*** Exercise materials Section Begins ***

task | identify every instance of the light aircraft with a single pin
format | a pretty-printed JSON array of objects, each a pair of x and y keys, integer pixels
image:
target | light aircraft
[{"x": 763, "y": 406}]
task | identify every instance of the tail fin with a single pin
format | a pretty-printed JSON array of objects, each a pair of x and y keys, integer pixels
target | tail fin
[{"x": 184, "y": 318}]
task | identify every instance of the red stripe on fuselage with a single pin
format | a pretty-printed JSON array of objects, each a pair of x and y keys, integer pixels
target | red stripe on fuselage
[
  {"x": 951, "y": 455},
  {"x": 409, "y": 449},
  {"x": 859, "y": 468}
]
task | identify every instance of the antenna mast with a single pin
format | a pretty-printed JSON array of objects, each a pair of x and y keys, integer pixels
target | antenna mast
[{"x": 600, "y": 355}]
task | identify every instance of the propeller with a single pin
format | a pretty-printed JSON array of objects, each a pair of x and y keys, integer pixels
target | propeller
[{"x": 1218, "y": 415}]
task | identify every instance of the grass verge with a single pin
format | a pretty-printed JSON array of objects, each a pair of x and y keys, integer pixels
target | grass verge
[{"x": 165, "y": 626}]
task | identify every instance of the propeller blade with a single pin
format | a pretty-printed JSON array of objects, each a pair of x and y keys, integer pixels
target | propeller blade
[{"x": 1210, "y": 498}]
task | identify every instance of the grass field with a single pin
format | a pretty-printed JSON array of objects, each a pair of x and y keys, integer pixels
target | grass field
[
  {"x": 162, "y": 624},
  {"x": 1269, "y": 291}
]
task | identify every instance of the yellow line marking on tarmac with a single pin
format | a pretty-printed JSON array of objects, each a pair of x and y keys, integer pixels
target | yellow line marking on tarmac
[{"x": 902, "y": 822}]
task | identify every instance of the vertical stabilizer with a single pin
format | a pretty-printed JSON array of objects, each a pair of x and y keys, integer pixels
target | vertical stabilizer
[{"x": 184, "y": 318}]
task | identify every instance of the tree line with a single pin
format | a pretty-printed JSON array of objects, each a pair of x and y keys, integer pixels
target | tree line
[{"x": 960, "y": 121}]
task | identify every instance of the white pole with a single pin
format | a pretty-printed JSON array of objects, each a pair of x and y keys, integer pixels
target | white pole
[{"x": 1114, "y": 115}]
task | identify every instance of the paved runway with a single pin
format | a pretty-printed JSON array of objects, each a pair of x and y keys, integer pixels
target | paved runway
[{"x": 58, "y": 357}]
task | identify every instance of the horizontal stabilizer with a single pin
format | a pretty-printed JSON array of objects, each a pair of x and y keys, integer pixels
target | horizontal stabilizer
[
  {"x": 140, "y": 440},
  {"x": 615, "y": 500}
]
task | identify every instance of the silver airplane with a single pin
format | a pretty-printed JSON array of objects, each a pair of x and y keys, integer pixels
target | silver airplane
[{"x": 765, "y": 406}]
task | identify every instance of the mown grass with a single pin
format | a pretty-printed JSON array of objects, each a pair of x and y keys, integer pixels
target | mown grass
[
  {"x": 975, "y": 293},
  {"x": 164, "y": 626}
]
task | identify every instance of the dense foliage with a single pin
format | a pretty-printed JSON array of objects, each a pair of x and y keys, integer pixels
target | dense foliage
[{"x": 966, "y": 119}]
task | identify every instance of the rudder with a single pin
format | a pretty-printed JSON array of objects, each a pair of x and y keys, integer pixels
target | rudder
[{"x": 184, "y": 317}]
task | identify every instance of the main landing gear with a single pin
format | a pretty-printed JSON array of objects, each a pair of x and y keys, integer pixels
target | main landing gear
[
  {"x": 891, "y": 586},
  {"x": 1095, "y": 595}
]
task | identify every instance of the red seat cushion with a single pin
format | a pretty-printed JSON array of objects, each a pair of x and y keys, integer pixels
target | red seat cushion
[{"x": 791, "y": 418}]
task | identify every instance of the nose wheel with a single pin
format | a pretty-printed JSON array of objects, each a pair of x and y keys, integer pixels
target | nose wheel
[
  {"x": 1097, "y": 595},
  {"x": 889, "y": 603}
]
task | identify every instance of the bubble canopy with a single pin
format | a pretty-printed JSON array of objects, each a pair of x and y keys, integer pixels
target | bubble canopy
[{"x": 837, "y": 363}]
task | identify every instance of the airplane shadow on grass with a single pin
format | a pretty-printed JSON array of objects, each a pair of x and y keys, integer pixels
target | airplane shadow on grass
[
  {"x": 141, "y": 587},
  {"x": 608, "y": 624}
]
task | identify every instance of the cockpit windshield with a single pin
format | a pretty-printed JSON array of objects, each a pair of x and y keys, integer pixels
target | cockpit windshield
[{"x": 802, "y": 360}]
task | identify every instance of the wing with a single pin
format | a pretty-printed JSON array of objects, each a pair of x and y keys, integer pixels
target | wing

*** Exercise materials Section Ends ***

If a line above holds the string "wing", copy it out.

> Expected answer:
task | identify every instance of the wing with a single pin
target | wing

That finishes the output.